═════ Data supplied
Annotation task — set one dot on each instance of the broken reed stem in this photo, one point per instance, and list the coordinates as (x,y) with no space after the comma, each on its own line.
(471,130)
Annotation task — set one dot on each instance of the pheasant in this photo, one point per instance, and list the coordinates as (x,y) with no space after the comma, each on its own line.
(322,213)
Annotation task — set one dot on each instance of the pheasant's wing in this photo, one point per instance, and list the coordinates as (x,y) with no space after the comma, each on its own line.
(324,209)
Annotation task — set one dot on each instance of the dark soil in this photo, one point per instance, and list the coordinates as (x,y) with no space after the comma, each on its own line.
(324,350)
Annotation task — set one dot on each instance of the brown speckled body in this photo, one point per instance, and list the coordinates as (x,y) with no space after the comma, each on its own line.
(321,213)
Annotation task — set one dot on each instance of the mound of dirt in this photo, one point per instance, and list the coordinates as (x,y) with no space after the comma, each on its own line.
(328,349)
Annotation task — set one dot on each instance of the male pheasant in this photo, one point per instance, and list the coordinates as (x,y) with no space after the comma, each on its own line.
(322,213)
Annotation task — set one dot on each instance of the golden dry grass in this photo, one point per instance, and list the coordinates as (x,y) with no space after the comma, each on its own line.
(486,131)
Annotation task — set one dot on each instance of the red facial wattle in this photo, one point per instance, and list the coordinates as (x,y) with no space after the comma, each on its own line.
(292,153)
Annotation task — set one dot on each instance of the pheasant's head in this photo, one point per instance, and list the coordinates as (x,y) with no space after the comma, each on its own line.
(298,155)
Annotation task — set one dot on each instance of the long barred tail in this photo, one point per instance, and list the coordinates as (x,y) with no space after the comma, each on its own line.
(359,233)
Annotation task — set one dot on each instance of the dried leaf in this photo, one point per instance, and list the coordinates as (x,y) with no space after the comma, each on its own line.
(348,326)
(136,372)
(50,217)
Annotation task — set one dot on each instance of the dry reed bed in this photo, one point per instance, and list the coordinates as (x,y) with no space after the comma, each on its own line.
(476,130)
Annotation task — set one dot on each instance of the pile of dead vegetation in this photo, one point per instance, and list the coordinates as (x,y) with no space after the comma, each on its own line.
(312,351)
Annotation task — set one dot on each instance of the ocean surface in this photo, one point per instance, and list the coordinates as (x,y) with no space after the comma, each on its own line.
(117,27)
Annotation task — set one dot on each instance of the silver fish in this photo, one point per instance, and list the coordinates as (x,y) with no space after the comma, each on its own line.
══════════
- Description of the task: Quote each line of the listing above exactly.

- Task result:
Annotation task — set one dot on each instance of the broken reed stem in this photo, one point per instance, and list the coordinates as (x,y) with no space after the comma, each on its own line.
(471,130)
Annotation task — set one dot on each instance of the pheasant in this photo, one point per instance, and list the coordinates as (x,y) with no space after the comma, each on its own line.
(322,213)
Annotation task — set one dot on each instance of the pheasant's wing in this photo, one point per instance, and list the coordinates as (x,y) with no space after the comma, each on its own line.
(324,209)
Annotation task — set one dot on each instance of the dark soil in this photo, one point per instance, and list the coordinates as (x,y) with no space after the comma, each on its own line.
(324,350)
Annotation task — set one dot on each instance of the brown speckled body in this photo, one point per instance, and list the coordinates as (x,y) with no space after the comma, each on its own line.
(321,213)
Annotation task — set one dot on each instance of the mound of dirt in this photo, one point per instance, and list the coordinates as (x,y) with no space after the comma, each on its own line.
(328,349)
Annotation task — set one dot on each instance of the male pheasant in this photo, one point per instance, and list the coordinates as (x,y) with no space after the comma, each on its own line.
(322,213)
Annotation task — set one dot on each instance of the golden dry grass in this photo, one point per instance, and list the coordinates as (x,y) with no space after the comma, each on its own line.
(486,131)
Annotation task — set one dot on each instance of the red facial wattle in this photo, one point per instance, and list the coordinates as (x,y) with no space after the comma, each on its own line.
(292,153)
Annotation task — set one dot on each instance of the pheasant's head in this photo, one point per instance, and list the coordinates as (x,y) with no space after the comma, each on its own line.
(298,155)
Annotation task — set one dot on each instance of the long barred tail in this photo, one point per instance, and list the coordinates as (x,y) with no space after the comma, each on its own line.
(359,233)
Annotation task — set one dot on each instance of the dried leaf in this photo, one point per instance, and list the coordinates as (x,y) with no space after the comma, each on its own line.
(348,326)
(136,372)
(50,217)
Annotation task — set one dot on each instance of the dry reed bed in this photo, one point per instance, and list the coordinates as (x,y) with no space after the comma, each on its own line.
(476,130)
Annotation task — set one dot on each instance of the pile of dead vegetation in this photo, one point per instance, and list the coordinates as (x,y) with no space after the comma, each on its own line.
(312,351)
Annotation task — set one dot on each instance of the ocean surface in this photo, one point per instance, and list the coordinates as (x,y) with no space after the comma, each on its own line.
(117,27)
Annotation task — set one dot on each instance of the silver fish in this photo, one point per instance, and list the coordinates as (x,y) with no space after the comma, each on its own line.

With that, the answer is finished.